*Your goal*
Rename "Target" to "Query" throughout the entries below, keeping every other word the same, and give the entries back without the pictures.

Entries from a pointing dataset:

....................

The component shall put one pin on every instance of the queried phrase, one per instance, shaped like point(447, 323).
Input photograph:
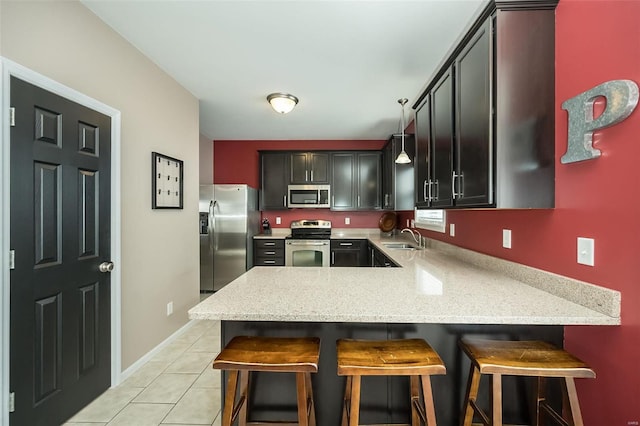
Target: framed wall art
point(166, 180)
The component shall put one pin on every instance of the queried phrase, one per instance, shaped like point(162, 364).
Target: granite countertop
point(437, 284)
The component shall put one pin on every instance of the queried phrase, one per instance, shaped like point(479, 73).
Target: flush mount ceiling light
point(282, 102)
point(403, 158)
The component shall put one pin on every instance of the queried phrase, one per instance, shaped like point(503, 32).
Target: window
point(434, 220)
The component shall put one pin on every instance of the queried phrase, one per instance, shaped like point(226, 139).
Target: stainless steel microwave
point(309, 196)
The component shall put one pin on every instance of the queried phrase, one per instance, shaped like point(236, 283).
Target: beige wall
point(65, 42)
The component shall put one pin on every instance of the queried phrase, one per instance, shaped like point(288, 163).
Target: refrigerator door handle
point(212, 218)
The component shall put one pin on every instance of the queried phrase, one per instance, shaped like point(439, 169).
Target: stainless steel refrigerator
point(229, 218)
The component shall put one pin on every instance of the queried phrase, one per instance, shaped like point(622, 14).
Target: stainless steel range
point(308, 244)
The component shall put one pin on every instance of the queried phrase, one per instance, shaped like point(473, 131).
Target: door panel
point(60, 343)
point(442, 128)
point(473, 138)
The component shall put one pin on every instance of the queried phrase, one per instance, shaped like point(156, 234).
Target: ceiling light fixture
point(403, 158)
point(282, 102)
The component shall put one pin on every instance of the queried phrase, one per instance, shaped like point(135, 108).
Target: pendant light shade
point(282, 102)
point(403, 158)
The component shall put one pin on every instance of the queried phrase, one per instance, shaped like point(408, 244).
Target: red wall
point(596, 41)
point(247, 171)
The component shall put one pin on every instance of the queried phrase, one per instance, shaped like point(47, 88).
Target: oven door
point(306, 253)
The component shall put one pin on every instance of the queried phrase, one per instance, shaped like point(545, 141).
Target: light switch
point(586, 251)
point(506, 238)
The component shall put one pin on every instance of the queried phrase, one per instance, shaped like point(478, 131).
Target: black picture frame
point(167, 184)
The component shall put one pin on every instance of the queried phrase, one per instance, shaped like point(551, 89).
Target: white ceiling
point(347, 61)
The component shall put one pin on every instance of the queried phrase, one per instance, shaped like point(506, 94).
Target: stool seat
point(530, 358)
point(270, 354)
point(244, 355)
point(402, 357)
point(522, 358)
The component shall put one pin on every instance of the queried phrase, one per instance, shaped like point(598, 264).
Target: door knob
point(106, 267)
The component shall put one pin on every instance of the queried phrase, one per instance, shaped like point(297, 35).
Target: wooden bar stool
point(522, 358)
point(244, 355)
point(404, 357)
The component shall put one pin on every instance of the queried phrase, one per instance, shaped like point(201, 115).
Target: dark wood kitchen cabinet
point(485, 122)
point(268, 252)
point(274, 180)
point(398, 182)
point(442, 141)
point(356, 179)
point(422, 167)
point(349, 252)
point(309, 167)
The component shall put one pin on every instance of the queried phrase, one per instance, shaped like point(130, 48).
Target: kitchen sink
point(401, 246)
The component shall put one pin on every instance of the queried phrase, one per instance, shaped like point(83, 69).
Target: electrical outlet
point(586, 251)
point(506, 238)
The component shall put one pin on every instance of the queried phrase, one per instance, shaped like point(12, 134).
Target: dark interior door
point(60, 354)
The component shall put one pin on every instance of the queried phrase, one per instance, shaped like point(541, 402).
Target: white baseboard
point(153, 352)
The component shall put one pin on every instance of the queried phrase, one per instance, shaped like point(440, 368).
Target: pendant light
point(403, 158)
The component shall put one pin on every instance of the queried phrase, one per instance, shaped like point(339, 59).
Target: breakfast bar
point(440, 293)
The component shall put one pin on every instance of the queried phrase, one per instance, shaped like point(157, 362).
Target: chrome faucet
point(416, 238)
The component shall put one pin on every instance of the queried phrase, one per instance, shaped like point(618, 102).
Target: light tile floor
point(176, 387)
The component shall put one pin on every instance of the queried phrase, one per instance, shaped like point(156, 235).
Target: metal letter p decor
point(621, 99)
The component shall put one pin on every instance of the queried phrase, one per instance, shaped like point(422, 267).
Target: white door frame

....................

*Written response*
The component shall put one pin on every instance of the queried phrase, one per instance, shaped like point(447, 323).
Input photograph:
Query: framed wall art
point(166, 180)
The component shall put one pin on every instance of the queried phrase, one per instance, shaped like point(162, 364).
Query: granite countertop
point(437, 284)
The component shall put one pin on every instance of the queried phrase, one per instance, shaped like point(479, 73).
Query: flush mount ceiling light
point(282, 102)
point(403, 158)
The component shall put one pin on every instance of the queried phrase, one per instance, shaped like point(503, 32).
Query: window
point(434, 220)
The component shall put one pin on every instance of the queried phrase, one per instance, shaped like point(226, 139).
Query: stainless steel microwave
point(309, 196)
The component shall put one pin on every instance of the queried phrase, one per instance, shaped like point(236, 283).
Query: beige wall
point(65, 42)
The component shall put one pin on every instance of the queried phrase, one per instance, shaped like point(288, 163).
Query: refrigerator door handle
point(212, 218)
The component shall put one pin on every instance of the queried phrase, one per instance, shaped like point(439, 169).
Query: stainless steel refrigerator
point(229, 218)
The component shall put one pin on every instance of the queried phrase, one per instance, shaped like point(622, 14).
Query: stainless steel range
point(308, 244)
The component shall put one pin on every instance of the queried phrase, one per instance, shaped like point(473, 131).
Query: door panel
point(60, 343)
point(442, 128)
point(473, 138)
The component shall put one pin on every instance of the queried phrase, one per instance, shaped like point(156, 234).
Query: ceiling light fixture
point(403, 158)
point(282, 102)
The component shall put one pin on every instance of the queried phrase, one per instance, shaped like point(135, 108).
Query: pendant light shade
point(282, 102)
point(403, 158)
The component shall put one pin on every instance of the queried phrase, one per instance, shaped like point(408, 244).
Query: red wall
point(596, 41)
point(247, 171)
The component shall put one pin on every instance of the queried phrase, one per instance, shaped like point(47, 88).
Query: oven door
point(306, 253)
The component shall put one pin on every instance of the queried phrase, one per instance, shaped like point(545, 141).
Query: light switch
point(586, 251)
point(506, 238)
The component shall put one pin on every instance of the queried phrase, one per instance, shaped like point(478, 131).
Query: black picture frame
point(167, 184)
The component shall put one pin on every instance of the queried phrase, one per instance, shaped like point(551, 89).
Query: white ceiling
point(347, 61)
The component shall put one pin on every instance of the queried phrase, one per instance, shaped like point(506, 94).
Query: stool seat
point(530, 358)
point(270, 354)
point(244, 355)
point(402, 357)
point(522, 358)
The component shall put one pin on every instance of the queried phrase, one per instance, shaped like point(598, 264).
Query: door knob
point(106, 267)
The component shall put one pin on every instance of the queried phrase, one per instance, shaped like point(297, 35).
Query: wooden bar stool
point(522, 358)
point(244, 355)
point(404, 357)
The component shall put one pin on every instance of the queried phrase, one per instance, shaped like point(201, 115).
Query: dark wood kitchen cabinet
point(485, 122)
point(268, 252)
point(274, 180)
point(398, 182)
point(442, 141)
point(356, 179)
point(422, 167)
point(349, 252)
point(309, 167)
The component shall put one pin on every instance of the queried phrase, one per instance, shaped like point(130, 48).
Query: kitchen sink
point(401, 246)
The component shall put one pin on every instance of the queried phrase, one per instance, shaped like point(83, 69).
Query: electrical outlet
point(586, 251)
point(506, 238)
The component shall put one pin on every instance of the queried phrase, one per instance, shaped like point(12, 134).
Query: dark interior door
point(60, 354)
The component shall put one pin on every instance of the queried phrase, one per instance, shaped like point(541, 402).
Query: white baseboard
point(153, 352)
The component shall put one pin on every instance of the queried phrase, one per instance, shaped like point(440, 368).
Query: pendant light
point(403, 158)
The component shall put one pin on every instance of the queried phrase, one per instance, shaped like point(339, 59).
Query: breakfast bar
point(440, 293)
The component shall put one pin on every instance of the queried phrase, one per instance, shaped like point(157, 362).
Query: chrome faucet
point(416, 238)
The component shall put one pin on every instance of the queried phrase, one per instance, shaped like point(618, 102).
Query: light tile floor
point(176, 387)
The component shall put one pin on every instance of the queried phrase, one per instance, shaped like point(156, 235).
Query: metal letter p decor
point(621, 99)
The component shall put one pin on every instance of the queried phrase, one per instance, shaped like point(422, 267).
Query: white door frame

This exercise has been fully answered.